WRITTEN PROBLEM
Return each of the records below word for word, keeping their order and line breaks.

RECORDS FOR THIS EXERCISE

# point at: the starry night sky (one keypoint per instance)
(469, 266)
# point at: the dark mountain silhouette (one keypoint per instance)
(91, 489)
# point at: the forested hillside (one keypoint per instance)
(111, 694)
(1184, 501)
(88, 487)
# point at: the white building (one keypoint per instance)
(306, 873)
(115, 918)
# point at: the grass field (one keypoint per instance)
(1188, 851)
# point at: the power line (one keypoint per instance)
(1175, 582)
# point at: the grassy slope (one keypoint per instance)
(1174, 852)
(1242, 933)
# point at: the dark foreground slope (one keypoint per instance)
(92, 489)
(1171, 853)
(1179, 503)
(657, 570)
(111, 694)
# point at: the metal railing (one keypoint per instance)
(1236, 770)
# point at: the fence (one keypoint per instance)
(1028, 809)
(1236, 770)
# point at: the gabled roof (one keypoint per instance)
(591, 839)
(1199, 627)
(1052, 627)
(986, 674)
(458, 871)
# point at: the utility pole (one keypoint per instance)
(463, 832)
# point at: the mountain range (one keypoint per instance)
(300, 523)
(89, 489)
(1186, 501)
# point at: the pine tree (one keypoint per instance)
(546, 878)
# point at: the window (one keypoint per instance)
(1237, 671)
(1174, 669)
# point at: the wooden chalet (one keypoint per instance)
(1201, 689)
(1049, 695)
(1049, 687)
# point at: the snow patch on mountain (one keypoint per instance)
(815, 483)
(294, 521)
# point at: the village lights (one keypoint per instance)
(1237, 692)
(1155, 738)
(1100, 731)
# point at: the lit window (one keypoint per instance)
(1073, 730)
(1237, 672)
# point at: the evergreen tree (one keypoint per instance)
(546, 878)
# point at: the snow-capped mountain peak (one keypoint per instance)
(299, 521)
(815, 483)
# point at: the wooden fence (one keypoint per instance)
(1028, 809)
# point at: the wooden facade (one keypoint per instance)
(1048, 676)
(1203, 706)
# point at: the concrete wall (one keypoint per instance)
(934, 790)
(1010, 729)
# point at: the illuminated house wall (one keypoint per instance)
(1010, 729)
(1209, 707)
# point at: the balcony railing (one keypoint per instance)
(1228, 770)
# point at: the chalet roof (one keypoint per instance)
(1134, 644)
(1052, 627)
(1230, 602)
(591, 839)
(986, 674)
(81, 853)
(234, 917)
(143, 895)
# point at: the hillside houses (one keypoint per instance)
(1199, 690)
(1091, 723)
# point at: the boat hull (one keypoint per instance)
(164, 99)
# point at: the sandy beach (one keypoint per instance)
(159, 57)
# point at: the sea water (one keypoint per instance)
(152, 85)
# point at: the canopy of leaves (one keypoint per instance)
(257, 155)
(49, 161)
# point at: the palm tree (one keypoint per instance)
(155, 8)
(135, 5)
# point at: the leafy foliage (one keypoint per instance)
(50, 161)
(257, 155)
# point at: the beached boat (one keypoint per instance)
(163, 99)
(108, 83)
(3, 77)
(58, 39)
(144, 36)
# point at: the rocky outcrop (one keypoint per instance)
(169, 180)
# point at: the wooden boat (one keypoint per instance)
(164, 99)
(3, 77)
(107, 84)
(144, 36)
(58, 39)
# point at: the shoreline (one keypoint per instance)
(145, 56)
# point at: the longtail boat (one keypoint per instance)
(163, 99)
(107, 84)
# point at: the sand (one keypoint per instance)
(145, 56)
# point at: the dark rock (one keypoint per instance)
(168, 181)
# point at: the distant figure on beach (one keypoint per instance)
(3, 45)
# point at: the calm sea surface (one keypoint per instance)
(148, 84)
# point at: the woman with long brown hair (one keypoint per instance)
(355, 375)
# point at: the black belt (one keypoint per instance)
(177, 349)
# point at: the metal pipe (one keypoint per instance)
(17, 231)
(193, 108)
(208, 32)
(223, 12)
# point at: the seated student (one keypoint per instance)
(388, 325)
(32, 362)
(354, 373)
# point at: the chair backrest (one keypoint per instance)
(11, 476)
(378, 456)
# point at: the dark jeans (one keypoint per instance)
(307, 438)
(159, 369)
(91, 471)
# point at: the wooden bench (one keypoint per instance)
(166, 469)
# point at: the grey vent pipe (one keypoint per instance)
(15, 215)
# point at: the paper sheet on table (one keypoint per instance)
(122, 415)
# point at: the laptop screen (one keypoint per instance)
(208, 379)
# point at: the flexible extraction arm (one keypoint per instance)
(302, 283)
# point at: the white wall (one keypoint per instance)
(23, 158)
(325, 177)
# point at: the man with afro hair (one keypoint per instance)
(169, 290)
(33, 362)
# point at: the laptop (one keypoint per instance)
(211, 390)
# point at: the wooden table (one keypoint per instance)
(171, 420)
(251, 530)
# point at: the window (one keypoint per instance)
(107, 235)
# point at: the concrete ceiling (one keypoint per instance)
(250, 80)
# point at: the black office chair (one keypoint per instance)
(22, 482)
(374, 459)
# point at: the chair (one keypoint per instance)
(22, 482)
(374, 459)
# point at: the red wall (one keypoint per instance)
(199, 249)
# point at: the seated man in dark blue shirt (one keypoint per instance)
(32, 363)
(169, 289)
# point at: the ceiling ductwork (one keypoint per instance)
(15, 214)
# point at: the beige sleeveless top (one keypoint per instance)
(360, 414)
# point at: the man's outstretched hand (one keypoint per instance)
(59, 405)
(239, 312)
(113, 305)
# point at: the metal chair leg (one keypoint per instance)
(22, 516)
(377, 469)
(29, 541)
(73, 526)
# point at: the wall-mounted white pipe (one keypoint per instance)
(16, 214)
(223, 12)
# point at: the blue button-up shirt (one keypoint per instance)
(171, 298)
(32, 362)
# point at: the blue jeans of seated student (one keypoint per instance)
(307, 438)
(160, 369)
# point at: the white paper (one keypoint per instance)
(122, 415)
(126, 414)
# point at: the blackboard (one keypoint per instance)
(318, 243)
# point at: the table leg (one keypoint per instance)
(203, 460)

RESPONSE TO THIS EXERCISE
# point at: the starry night sky (one keypoint per instance)
(469, 266)
# point at: the dark mountain silhouette (one keypoint per instance)
(91, 489)
# point at: the forested hillside (one keypoint per instance)
(111, 694)
(1184, 501)
(88, 487)
# point at: the white building (one keypoint per instance)
(306, 873)
(115, 918)
# point at: the grass field (one keypoint per instance)
(1188, 851)
# point at: the power line (one keypoint per instance)
(1175, 582)
# point at: the grassy slope (one keypoint per instance)
(1174, 852)
(1242, 933)
# point at: the dark foreground slope (one keypoint per instance)
(92, 489)
(1171, 853)
(1179, 503)
(657, 570)
(111, 694)
# point at: the metal railing (one keypoint per instance)
(1236, 770)
# point at: the fence (one keypoint per instance)
(1028, 809)
(1236, 770)
# point at: the gabled roof (one keypoint per instance)
(591, 839)
(1199, 627)
(1052, 627)
(986, 674)
(458, 871)
# point at: the utility pole (one keypoint per instance)
(463, 832)
# point at: the mountain range (one keypoint per instance)
(300, 523)
(89, 489)
(1186, 501)
# point at: the pine tree (one keypoint per instance)
(546, 878)
# point at: the window (one keypoint per instance)
(1237, 671)
(1174, 669)
# point at: the wooden chalet (one keypoint per instance)
(1201, 689)
(1049, 695)
(1049, 687)
# point at: the snow patch on mountain (one keypoint per instance)
(815, 483)
(294, 521)
# point at: the village lights (one keypoint per instance)
(1237, 692)
(1155, 738)
(1100, 731)
# point at: the lit window (one keypoint per instance)
(1073, 730)
(1237, 672)
# point at: the evergreen tree (one keypoint per instance)
(546, 878)
# point at: the snow-capped mountain peak (one keypoint per instance)
(299, 521)
(815, 483)
# point at: the wooden fence (one keypoint per instance)
(1028, 809)
# point at: the wooden facade (one keypoint per instance)
(1048, 676)
(1203, 706)
# point at: the concrete wall (one keypoint per instance)
(934, 790)
(1010, 729)
# point at: the illuminated house wall (one keypoint per instance)
(1010, 729)
(1209, 707)
# point at: the balcony railing (one keypoint per instance)
(1228, 770)
# point at: the chalet roof (one keypoint per instance)
(1134, 644)
(1052, 627)
(1230, 602)
(591, 839)
(986, 674)
(81, 853)
(234, 917)
(143, 895)
# point at: the hillside houses (one keypoint per instance)
(1199, 690)
(1091, 723)
# point at: the boat hull (one keypoint per instance)
(164, 99)
# point at: the sandy beach (one keypoint per instance)
(159, 57)
# point at: the sea water (one keypoint per instance)
(152, 85)
# point at: the canopy of leaves (one keypoint per instance)
(257, 155)
(49, 161)
# point at: the palm tree (one keypoint per instance)
(155, 8)
(135, 5)
# point at: the leafy foliage (one keypoint per instance)
(50, 161)
(257, 155)
# point at: the beached boat (one keypoint per instance)
(163, 99)
(108, 83)
(3, 77)
(58, 39)
(144, 36)
# point at: the rocky outcrop (one keypoint per instance)
(169, 180)
# point at: the wooden boat (one keypoint per instance)
(164, 99)
(3, 77)
(107, 84)
(144, 36)
(58, 39)
# point at: the shoreline (one keypoint per instance)
(145, 56)
# point at: the longtail boat (one keypoint per instance)
(163, 99)
(107, 84)
# point at: the sand (one keypoint per instance)
(145, 56)
# point at: the dark rock (one keypoint per instance)
(168, 181)
# point at: the distant figure on beach (one keypoint per instance)
(3, 45)
# point at: the calm sea surface (one keypoint per instance)
(148, 84)
# point at: the woman with long brown hair (one keypoint per instance)
(355, 375)
# point at: the black belt (one keypoint per instance)
(177, 349)
# point at: the metal pipe (one keypoint per instance)
(17, 231)
(193, 108)
(208, 32)
(223, 12)
# point at: the seated student (one keypoint per instance)
(388, 325)
(32, 362)
(354, 373)
# point at: the chair backrest (one keypoint per instance)
(11, 476)
(378, 456)
# point at: the dark jeans (one keypoint per instance)
(307, 438)
(159, 369)
(91, 471)
# point at: the wooden bench (one keypoint per instance)
(166, 469)
# point at: the grey vent pipe (one keypoint per instance)
(15, 215)
# point at: the paper sheet on table (one keypoint per instance)
(122, 415)
# point at: the laptop screen (one keypoint per instance)
(208, 379)
# point at: the flexible extraction arm (one keypoint per instance)
(302, 283)
# point at: the white wall (one keypoint per instance)
(23, 158)
(325, 177)
# point at: the man with afro hair (one keypoint per instance)
(169, 290)
(33, 362)
# point at: the laptop (one keypoint per instance)
(211, 390)
# point at: the wooden table (one keypoint per instance)
(171, 420)
(251, 530)
# point at: the window (one keypoint per instance)
(107, 235)
# point at: the concrete ceiling (one keypoint per instance)
(250, 80)
# point at: the black office chair (one keypoint per instance)
(22, 482)
(374, 459)
# point at: the chair (one keypoint per instance)
(22, 482)
(374, 459)
# point at: the red wall (one keypoint per instance)
(199, 249)
# point at: the seated man in dark blue shirt (one keypoint per instance)
(32, 363)
(169, 289)
# point at: the ceiling ductwork (one keypoint per instance)
(15, 214)
# point at: the beige sleeveless top (one keypoint per instance)
(360, 414)
# point at: the man's outstretched hand (one keypoint per instance)
(59, 405)
(239, 312)
(113, 305)
# point at: the metal chair leg (one keypoint per instance)
(22, 516)
(377, 469)
(29, 541)
(73, 526)
# point at: the wall-mounted white pipe (one keypoint per instance)
(16, 214)
(223, 12)
# point at: the blue button-up shirt (one keypoint per instance)
(171, 298)
(32, 362)
# point at: the blue jeans of seated student (one keypoint per instance)
(307, 438)
(160, 369)
# point at: the white paper (one keypoint per instance)
(122, 415)
(126, 414)
# point at: the blackboard (one keypoint per instance)
(318, 243)
# point at: the table leg (one keypoint per instance)
(203, 460)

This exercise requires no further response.